[Provided passage]

Stephanie and I met during our two-week delegation to Israel and Palestine withInterfaith Peace Builders (IFPB) in August 2013, two weeks before she began a semester studying Arabic at Birzeit. Though Birzeit schedules international classes to fit within Israel’s three-month visa period, because Stephanie had arrived in Israel two weeks early, she had to leave to renew her visa before the semester ended. Stephanie was denied re-entry at the border.
“The only reason they gave was ‘security reasons,'” she said.
Stephanie is now working with Human Rights Watch, the Palestinian Right to Entercampaign and an Israeli lawyer to determine whether she can enter Palestine and visit her family again.
In January, Israel held six members of an academic delegation to Palestine led by San Francisco State professor Rabab Abulhadi at the Jordanian border for ten hours. The delegation reported that “[One] delegate was told explicitly not to pursue research on colonial gender violence.”
Such restrictions and intimidation, combined with military checkpoints in between Palestinian cities and Israel’s restriction on students traveling between Gaza and the West Bank, have led Palestinian universities to become local or national institutions, rather than international ones, Sundos said. This is in contrast to the international partnerships Israeli universities like The Technion and Hebrew University enjoy.
Stephanie commented on how this affects where international students study in the region.
“There are so many headaches of daily life linked to the occupation that it doesn’t surprise me that there are so many well-intentioned students who wind up studying in Israeli universities,” she said.
Sundos was also sure to connect her compromised education to its larger context: “The occupation is the disease and what’s happening in Palestine are the symptoms.”
Education Beyond the University
University education does not exist in a vacuum, and so before looking at academic freedom for those in the highest levels of learning we must also examine primary and secondary education. The entire structure of Israel’s occupation, siege and discrimination against non-Jews in the West Bank, Gaza and Israel all prohibit any true access to education.

[/Provided passage]
[Records]

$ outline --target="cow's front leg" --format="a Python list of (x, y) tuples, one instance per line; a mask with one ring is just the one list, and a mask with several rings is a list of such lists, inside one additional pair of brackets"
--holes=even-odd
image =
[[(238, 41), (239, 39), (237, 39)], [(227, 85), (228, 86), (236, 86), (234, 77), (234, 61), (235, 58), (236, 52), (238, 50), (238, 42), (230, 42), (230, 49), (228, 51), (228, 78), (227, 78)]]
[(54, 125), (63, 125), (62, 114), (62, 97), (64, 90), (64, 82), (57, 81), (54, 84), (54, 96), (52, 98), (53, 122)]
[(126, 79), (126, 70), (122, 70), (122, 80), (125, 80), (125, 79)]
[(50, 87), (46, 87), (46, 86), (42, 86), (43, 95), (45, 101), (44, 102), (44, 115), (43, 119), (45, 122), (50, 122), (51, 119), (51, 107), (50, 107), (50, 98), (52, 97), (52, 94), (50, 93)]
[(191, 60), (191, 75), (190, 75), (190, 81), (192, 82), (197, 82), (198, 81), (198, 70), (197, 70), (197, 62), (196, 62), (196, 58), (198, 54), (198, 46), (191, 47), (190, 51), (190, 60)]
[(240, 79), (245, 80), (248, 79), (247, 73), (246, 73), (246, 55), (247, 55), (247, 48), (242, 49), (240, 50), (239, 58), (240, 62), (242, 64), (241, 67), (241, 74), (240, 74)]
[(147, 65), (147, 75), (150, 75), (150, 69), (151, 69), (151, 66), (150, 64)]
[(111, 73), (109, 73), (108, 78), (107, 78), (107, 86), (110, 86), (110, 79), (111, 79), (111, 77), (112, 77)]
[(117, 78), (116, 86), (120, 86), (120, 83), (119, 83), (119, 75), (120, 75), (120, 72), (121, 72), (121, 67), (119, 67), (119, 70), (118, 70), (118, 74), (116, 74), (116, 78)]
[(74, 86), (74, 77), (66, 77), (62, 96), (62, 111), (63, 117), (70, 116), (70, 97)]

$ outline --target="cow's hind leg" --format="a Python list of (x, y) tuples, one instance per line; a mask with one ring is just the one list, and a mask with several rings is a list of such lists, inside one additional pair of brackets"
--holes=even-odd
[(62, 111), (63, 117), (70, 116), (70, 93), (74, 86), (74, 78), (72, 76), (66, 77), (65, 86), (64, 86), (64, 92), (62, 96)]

[/Records]

#### Problems to work on
a - Translate this sentence from the passage on education under occupation into French: "Sundos was also sure to connect her compromised education to its larger context: “The occupation is the disease and what’s happening in Palestine are the symptoms.”"
b - Pick up the passage on education under occupation after its final sentence and carry it forward.

#### Numbered answers
a - Sundos a aussi tenu à replacer son éducation compromise dans son contexte plus large : « L'occupation est la maladie, et ce qui se passe en Palestine, ce sont les symptômes. »

b -
During my delegation, we met with people in a Jahalin Bedouin village in the Jordan Valley, a part of the West Bank that Israel’s deputy foreign minister has said Israel will not give up under a two-state solution. In the 1980s, the Israeli military declared the land to be a closed military zone under its control (as 60 percent of land in the West Bank is classified) and the residents of the Khan al-Ahmar village found their water, electricity and even road access cut off. Eid Abu Khamis, one of the villagers, focused the majority of his conversation on education.
Until a few years ago, children had to travel between 18 and 20 kilometers to school in Jericho or Azariya. Because the PA still had not provided the buses they promised in the late 1990s, students had to walk, Eid said. Due to the distance, families would not send their daughters and some of their sons would live at school for the week. Some parents discovered their children would hide near home rather than attend classes; others grieved for children either killed or handicapped by vehicles during their travel. The village soon decided to build its own school, which now holds 110 pupils and has an Israeli relocation order against it since the village is unrecognized. Eid called this a war crime.
“Education is a human right – only here is it forbidden,” he said.
Just over the hill from where we sat with Eid was Maale Adumim, a massive Israeli settlement with running water and electricity, an Israeli-approved school, and even an Ace Hardware store. Three members of the Knesset live in the settlement, Eid said, as well as the former ambassador to the US and the administrator of the Allenby Bridge to Jordan, where Stephanie was later denied entry.